Render every line of the listing below as a numbered list, skipping any blank lines. Leave the pictures out of your answer.

** BEGIN Data provided **

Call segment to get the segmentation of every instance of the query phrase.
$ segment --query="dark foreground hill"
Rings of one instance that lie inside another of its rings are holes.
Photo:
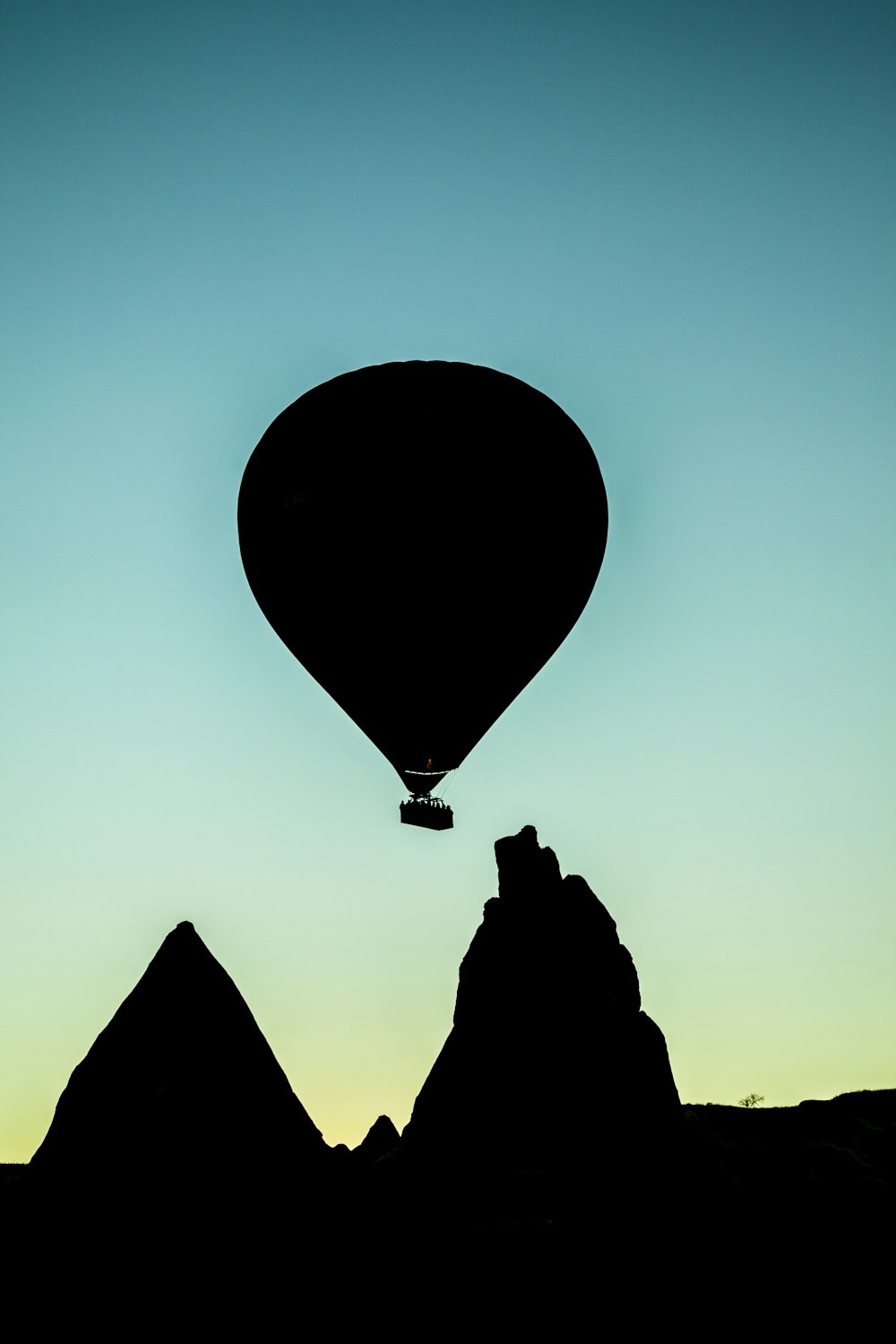
[[[453,1316],[563,1333],[587,1310],[615,1337],[621,1310],[637,1333],[682,1293],[692,1316],[746,1296],[803,1324],[856,1275],[866,1300],[896,1091],[682,1107],[603,905],[531,827],[496,856],[498,896],[411,1121],[399,1138],[380,1117],[353,1153],[326,1148],[180,925],[31,1167],[0,1169],[9,1292],[48,1325],[81,1313],[117,1337],[153,1321],[267,1337],[297,1310],[336,1333]]]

** END Data provided **

▸ **Exercise result**:
1. Call segment to get the segmentation of every instance of the query phrase.
2. $ segment --query="dark foreground hill"
3. Rings of one instance that lie inside another of its rings are holes.
4. Photo:
5. [[[453,1316],[563,1333],[587,1310],[615,1337],[621,1310],[637,1333],[682,1293],[692,1316],[746,1296],[803,1324],[856,1275],[866,1300],[896,1091],[682,1107],[603,905],[531,827],[496,856],[498,896],[411,1121],[399,1138],[380,1117],[353,1153],[326,1148],[180,925],[31,1167],[0,1169],[9,1292],[48,1325],[81,1313],[117,1337],[153,1321],[267,1337],[297,1310],[336,1333]]]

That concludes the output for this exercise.